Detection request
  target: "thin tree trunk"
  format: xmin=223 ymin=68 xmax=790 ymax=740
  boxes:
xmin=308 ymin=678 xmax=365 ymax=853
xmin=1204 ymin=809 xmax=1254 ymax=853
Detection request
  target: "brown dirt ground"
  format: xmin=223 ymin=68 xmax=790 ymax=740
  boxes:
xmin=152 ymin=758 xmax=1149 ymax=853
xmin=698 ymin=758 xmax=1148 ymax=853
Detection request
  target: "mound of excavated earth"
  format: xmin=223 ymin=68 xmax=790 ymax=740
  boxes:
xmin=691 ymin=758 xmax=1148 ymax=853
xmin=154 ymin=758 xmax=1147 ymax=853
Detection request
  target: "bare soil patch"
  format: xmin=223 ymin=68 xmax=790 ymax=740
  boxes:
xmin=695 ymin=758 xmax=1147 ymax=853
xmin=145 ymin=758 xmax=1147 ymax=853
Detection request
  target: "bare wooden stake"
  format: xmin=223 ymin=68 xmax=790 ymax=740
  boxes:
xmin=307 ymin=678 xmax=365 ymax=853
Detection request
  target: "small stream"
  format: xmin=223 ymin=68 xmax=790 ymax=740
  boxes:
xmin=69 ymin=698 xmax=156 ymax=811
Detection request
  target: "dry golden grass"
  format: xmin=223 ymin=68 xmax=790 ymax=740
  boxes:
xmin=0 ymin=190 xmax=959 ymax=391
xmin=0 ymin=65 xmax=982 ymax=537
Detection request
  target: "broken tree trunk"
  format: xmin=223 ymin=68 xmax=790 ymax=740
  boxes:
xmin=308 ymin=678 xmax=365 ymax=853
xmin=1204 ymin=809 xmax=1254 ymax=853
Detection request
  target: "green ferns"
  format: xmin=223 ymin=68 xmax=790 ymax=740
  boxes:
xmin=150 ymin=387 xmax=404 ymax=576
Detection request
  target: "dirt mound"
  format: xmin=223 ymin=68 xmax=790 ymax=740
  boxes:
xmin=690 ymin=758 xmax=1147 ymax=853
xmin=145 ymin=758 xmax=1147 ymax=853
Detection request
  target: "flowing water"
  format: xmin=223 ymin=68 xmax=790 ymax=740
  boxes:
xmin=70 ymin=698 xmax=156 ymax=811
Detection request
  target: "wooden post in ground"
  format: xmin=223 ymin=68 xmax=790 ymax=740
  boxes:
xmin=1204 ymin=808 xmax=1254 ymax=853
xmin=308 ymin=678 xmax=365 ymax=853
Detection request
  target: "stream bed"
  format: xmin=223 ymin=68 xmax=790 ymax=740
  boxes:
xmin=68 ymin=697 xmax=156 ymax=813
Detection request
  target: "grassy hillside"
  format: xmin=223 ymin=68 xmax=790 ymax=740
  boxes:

☆ ☆ ☆ ☆

### WORK INSTRUCTIONS
Locate each line in the data above that contains the string "stream", and copy every such line in full.

### WRITTEN SOLUTION
  target: "small stream"
  target: "stream bed"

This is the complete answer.